**Brief**
Print the range of lines that opens with the line containing "Give x and y for each instance of the metal" and closes with the last line of the listing. Include both ends; print nothing more.

···

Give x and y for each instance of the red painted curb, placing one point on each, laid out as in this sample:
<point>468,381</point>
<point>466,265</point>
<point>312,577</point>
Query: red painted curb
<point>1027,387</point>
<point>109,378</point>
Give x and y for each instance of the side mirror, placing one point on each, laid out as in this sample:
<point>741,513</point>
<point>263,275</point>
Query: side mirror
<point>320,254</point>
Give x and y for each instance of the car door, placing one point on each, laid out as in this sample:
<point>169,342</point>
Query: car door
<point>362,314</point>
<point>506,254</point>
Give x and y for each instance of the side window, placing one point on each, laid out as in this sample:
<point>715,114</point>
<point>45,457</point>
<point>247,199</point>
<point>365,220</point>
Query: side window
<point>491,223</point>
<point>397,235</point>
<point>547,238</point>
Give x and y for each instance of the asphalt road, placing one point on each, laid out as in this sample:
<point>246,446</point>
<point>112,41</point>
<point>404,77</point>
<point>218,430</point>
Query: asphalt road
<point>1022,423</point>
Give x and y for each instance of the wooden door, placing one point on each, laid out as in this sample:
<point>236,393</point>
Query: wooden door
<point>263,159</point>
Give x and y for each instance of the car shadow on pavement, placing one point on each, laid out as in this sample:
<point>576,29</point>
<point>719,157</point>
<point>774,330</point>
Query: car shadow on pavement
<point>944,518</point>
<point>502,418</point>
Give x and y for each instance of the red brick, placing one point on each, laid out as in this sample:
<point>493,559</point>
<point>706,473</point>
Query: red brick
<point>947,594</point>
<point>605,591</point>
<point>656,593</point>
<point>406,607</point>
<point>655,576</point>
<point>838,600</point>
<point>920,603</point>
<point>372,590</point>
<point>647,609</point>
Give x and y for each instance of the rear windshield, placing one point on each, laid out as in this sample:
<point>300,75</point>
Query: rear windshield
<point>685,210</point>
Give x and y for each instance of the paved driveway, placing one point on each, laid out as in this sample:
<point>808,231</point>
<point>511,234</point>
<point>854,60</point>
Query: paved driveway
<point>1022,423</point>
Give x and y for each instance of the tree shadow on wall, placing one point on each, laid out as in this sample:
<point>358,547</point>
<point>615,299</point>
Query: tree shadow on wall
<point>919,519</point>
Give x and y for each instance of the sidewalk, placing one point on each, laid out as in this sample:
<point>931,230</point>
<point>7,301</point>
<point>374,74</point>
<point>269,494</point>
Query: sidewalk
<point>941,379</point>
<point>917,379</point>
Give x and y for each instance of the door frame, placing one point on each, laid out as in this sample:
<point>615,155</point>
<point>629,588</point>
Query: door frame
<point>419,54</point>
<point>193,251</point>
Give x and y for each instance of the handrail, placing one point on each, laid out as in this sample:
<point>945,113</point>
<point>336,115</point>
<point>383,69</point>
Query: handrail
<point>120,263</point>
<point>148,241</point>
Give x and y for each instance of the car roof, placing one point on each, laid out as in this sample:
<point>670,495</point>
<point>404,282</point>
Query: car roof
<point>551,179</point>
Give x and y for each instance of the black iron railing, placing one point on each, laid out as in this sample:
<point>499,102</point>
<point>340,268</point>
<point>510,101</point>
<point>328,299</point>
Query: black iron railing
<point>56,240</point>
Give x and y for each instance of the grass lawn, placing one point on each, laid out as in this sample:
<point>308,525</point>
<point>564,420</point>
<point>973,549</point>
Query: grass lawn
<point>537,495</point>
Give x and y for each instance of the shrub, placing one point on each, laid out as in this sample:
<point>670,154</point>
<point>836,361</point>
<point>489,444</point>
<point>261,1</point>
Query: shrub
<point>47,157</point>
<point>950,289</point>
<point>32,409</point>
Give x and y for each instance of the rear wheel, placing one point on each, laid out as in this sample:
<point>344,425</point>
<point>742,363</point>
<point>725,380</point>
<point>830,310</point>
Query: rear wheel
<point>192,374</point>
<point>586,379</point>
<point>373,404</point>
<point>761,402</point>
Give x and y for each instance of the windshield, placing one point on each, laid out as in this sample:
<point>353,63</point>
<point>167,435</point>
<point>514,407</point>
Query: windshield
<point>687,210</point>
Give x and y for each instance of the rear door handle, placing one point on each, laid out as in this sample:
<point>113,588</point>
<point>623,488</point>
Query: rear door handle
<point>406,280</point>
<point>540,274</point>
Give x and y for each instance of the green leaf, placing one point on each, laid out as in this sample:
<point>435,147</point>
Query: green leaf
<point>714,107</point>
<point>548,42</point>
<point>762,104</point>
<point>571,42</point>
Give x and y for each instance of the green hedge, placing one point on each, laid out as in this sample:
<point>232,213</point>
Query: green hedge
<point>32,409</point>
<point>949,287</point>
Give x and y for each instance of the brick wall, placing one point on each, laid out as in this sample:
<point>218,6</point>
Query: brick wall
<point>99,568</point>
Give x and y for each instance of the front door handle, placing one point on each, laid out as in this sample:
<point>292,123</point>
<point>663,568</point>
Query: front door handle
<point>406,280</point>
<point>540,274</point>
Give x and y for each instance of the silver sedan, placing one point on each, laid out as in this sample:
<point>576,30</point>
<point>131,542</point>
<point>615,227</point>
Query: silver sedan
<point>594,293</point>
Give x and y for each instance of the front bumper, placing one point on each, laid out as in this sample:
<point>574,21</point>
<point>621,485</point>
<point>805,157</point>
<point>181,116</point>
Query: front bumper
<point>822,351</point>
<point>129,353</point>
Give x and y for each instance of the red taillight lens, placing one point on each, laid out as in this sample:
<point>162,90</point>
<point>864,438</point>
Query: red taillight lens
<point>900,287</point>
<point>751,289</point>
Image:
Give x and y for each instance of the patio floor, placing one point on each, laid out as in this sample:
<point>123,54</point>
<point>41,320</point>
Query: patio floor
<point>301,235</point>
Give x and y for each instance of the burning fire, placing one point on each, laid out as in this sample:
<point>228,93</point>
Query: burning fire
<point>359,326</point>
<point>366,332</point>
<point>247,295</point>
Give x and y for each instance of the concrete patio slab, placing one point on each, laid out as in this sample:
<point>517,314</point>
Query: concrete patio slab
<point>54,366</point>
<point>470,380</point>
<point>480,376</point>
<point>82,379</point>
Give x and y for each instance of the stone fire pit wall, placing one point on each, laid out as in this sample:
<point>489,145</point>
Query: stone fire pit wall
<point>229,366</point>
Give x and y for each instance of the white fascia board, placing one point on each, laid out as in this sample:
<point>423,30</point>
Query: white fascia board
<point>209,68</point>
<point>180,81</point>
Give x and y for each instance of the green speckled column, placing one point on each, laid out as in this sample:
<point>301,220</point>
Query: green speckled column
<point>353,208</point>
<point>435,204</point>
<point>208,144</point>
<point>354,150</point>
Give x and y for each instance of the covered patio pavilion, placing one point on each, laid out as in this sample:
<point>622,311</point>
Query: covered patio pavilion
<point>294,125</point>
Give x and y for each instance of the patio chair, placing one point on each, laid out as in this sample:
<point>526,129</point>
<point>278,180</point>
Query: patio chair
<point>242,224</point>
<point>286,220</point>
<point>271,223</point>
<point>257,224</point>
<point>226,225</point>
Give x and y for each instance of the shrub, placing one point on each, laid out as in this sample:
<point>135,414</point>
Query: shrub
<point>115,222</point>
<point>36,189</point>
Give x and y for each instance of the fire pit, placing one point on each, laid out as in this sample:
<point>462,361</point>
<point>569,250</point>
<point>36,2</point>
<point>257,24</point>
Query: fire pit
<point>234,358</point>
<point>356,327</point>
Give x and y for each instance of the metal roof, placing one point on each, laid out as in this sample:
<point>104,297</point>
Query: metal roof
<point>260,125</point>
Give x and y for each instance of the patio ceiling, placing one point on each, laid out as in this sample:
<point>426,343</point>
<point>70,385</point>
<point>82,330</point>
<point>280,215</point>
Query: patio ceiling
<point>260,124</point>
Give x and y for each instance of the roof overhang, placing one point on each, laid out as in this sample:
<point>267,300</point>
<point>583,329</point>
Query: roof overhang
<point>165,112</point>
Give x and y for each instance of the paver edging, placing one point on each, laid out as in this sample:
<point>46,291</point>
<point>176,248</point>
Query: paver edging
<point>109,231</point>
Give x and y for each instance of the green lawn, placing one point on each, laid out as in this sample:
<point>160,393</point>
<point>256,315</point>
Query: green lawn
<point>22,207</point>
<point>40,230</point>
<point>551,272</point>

···

**Expected answer**
Give x and y for each instance of the metal roof, placing one point on each, laid out as in this sample:
<point>104,297</point>
Query: metal roof
<point>260,125</point>
Give x and y for each instance of the patio ceiling, placing one point on each, laid out as in this sample:
<point>426,343</point>
<point>70,385</point>
<point>82,330</point>
<point>280,215</point>
Query: patio ceiling
<point>260,124</point>
Give x and y for each instance of the roof overhang, placing one point on each, laid out as in this sample:
<point>267,300</point>
<point>583,329</point>
Query: roof overhang
<point>165,112</point>
Give x and y for each instance of the paver edging, placing one point on each, laid out as in this sample:
<point>46,291</point>
<point>176,248</point>
Query: paver edging
<point>109,231</point>
Give x and y for each instance of the green lawn, placing one point on each, laid out as in this sample:
<point>160,393</point>
<point>256,315</point>
Query: green lawn
<point>22,207</point>
<point>40,230</point>
<point>551,272</point>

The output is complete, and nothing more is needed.